### DATASET RECORDS:
————

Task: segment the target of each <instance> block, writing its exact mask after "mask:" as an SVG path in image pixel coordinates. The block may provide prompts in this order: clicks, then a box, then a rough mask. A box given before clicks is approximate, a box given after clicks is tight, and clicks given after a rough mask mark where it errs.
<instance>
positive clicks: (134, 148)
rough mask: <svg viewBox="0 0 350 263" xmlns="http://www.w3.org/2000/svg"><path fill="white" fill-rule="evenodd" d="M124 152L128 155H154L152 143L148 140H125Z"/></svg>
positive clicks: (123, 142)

————

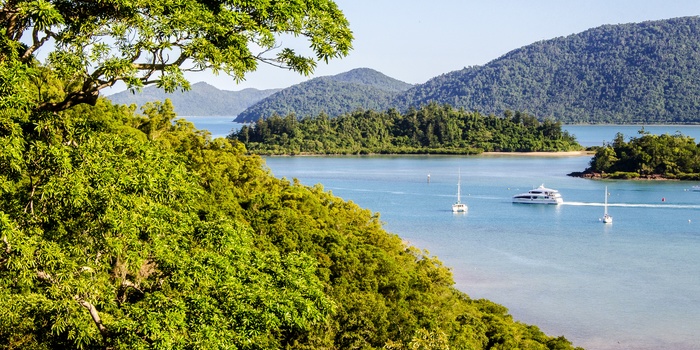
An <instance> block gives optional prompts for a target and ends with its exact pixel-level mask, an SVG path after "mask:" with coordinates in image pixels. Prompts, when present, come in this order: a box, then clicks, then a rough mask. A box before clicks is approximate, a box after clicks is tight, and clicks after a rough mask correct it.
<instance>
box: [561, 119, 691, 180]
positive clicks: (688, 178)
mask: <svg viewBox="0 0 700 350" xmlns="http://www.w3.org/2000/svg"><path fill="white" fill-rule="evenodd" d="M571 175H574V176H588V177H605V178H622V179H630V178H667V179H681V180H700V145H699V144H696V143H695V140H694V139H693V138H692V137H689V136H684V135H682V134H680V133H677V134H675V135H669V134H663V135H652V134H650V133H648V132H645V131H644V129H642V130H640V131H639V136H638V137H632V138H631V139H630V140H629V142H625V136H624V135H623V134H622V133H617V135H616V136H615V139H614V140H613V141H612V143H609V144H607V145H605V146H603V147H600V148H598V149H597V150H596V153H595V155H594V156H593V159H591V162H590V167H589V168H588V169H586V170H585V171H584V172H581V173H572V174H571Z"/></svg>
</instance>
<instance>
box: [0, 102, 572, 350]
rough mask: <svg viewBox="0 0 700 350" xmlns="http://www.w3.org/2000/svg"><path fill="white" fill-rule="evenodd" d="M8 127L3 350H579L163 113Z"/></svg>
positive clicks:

————

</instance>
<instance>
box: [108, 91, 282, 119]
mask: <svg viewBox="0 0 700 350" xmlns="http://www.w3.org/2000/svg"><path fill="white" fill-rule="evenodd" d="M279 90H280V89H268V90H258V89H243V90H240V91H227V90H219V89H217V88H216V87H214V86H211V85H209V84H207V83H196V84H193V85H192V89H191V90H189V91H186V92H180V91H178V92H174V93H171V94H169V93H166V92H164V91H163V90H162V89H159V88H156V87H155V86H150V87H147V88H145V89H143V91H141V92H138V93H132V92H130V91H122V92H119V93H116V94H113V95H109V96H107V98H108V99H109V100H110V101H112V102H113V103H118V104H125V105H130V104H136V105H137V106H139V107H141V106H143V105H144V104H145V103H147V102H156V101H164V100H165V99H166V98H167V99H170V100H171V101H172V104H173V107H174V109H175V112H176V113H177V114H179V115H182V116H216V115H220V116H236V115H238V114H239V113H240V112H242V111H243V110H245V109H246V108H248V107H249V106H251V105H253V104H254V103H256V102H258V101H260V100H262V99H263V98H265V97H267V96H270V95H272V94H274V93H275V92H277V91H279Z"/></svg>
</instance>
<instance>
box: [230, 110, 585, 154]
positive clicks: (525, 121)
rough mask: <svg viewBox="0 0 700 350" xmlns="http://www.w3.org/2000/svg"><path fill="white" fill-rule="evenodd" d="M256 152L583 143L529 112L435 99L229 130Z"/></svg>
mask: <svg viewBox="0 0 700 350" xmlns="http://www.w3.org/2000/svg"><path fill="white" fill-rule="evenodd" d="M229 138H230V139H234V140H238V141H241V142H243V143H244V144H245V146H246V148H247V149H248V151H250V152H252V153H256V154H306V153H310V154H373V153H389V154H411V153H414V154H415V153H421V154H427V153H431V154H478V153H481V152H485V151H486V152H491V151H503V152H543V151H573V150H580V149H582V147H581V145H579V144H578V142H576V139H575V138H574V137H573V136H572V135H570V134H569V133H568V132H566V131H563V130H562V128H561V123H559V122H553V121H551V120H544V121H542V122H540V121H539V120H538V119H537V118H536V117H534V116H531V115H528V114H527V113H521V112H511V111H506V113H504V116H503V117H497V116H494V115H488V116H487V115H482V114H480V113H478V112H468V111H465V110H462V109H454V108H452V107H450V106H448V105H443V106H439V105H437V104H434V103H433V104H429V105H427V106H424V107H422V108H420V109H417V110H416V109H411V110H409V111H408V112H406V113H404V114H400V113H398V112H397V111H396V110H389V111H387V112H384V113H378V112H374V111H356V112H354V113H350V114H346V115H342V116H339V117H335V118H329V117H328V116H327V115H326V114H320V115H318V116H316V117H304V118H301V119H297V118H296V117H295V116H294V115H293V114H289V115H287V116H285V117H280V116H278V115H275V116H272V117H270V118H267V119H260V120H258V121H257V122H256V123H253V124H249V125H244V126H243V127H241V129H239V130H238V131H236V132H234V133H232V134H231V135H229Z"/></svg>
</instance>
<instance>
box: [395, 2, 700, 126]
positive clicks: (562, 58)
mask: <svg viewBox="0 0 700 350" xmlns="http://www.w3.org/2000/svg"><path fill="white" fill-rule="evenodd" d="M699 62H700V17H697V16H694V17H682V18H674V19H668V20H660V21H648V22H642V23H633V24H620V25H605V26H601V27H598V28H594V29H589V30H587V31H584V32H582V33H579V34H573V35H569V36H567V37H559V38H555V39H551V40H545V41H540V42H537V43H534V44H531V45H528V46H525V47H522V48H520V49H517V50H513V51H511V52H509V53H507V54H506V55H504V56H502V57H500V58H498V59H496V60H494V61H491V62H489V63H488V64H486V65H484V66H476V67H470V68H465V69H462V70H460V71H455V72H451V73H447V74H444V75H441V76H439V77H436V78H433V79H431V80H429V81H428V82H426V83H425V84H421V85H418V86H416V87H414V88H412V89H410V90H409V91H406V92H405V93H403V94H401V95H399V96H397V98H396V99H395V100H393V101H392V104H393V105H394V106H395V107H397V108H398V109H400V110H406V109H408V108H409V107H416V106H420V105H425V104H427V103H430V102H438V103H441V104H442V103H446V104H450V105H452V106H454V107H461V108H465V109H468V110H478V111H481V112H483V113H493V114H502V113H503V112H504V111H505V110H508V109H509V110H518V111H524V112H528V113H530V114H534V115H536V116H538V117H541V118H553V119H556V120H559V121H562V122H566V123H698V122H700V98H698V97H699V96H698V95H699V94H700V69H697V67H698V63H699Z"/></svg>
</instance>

————

### TASK DETAILS:
Reproduce each line of the records in which the word "then" appears.

### RESULT FOR THIS TASK:
Task: segment the target of each <instance> block, writing its exact mask after "mask:" as an SVG path in image pixel coordinates. The block may provide prompts in this order: clicks, then a box, then a rough mask. A box given before clicks is approximate, a box given after clicks is tight, and clicks given after a rough mask mark where it errs.
An <instance> block gives optional prompts for a target and ends with its exact pixel-level mask, an SVG path after "mask:" with coordinates in image pixels. Prompts, when present, come in this order: a box, then clicks, then a rough mask. A box before clicks is approximate, a box after clicks is tight, and clicks after a rough mask correct it.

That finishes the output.